* **Try it**: Print the first line of the data below and every one after it, through the line containing "Return the outline of every instance of the ornate", exactly as written.

Exercise material section start

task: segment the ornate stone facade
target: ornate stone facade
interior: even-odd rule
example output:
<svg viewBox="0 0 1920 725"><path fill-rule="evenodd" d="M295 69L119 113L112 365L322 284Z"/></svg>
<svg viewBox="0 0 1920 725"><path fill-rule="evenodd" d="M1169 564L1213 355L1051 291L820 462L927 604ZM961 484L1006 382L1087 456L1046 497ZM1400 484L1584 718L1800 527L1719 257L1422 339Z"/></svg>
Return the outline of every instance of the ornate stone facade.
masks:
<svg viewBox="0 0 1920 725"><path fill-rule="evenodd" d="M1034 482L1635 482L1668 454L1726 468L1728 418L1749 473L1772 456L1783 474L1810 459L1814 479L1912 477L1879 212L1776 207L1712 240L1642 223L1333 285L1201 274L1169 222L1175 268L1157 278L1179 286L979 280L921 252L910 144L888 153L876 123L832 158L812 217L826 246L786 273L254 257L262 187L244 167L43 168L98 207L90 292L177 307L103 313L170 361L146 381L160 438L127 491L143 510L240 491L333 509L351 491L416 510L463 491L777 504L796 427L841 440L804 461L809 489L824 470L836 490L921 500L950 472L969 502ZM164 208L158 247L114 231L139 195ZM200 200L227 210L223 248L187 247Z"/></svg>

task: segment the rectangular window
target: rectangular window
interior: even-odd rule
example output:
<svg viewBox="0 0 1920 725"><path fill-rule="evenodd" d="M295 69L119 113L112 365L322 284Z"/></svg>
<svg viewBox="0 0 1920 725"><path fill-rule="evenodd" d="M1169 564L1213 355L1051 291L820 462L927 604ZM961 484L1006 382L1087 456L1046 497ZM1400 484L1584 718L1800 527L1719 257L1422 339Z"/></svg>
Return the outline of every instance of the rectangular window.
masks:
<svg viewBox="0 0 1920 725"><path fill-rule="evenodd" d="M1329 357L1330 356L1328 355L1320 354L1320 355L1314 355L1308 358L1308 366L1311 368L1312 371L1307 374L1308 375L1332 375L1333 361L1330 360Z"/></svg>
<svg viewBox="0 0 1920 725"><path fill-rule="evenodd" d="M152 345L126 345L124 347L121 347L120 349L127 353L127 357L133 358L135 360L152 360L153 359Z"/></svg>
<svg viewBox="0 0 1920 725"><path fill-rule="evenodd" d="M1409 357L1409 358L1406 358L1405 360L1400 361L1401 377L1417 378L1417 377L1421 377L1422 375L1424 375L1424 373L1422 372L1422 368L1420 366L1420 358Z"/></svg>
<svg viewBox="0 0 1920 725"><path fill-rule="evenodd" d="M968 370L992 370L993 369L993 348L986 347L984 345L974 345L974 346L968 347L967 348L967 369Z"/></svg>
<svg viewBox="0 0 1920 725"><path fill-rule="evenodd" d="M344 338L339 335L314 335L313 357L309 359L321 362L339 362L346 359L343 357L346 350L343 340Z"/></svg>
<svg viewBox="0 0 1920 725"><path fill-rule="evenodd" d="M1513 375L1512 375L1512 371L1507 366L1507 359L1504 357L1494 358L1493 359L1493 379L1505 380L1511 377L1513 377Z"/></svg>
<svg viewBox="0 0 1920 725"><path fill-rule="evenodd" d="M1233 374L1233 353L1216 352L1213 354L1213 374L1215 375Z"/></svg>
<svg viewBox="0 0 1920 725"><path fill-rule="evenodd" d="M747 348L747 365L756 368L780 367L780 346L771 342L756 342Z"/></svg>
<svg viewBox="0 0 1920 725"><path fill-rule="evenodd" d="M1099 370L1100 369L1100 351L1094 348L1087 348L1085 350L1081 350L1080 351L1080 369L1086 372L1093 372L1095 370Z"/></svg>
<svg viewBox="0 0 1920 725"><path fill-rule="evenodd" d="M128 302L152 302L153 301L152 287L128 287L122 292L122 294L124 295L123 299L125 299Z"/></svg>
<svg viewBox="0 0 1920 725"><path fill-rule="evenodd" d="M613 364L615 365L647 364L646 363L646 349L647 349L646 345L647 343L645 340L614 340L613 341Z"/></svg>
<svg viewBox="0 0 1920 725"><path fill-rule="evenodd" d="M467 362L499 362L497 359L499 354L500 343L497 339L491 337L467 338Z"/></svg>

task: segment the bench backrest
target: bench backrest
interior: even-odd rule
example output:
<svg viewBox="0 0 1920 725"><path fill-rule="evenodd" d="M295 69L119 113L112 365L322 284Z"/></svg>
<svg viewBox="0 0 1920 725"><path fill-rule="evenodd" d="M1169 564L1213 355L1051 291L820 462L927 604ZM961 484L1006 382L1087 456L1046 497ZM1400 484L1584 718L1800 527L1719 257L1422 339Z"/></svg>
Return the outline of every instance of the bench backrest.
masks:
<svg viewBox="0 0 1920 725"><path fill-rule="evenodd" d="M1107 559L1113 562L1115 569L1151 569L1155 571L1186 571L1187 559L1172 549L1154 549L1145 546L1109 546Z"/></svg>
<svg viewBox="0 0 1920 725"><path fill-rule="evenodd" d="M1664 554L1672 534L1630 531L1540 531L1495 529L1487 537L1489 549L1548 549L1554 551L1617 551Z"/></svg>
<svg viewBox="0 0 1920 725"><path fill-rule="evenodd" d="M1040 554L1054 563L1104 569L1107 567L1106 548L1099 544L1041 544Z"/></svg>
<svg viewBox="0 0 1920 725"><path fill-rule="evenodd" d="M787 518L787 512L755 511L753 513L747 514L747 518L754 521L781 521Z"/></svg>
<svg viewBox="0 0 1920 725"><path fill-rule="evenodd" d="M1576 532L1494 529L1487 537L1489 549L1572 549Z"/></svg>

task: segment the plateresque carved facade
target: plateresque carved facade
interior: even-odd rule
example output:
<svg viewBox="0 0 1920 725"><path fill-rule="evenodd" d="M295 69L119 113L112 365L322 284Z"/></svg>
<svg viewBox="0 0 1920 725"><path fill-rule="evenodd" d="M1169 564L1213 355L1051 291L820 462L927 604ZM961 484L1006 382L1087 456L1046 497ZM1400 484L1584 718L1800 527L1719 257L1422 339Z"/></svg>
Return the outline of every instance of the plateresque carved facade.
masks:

Exercise material section end

* **Response**:
task: segment the ornate stone facade
target: ornate stone facade
interior: even-odd rule
example output:
<svg viewBox="0 0 1920 725"><path fill-rule="evenodd" d="M295 69L119 113L112 365L322 284Z"/></svg>
<svg viewBox="0 0 1920 725"><path fill-rule="evenodd" d="M1169 564L1213 355L1051 291L820 462L927 604ZM961 484L1006 382L1087 456L1046 497ZM1400 484L1584 718L1800 527L1719 257L1422 339Z"/></svg>
Return the outline of every instance of the ornate stone facade.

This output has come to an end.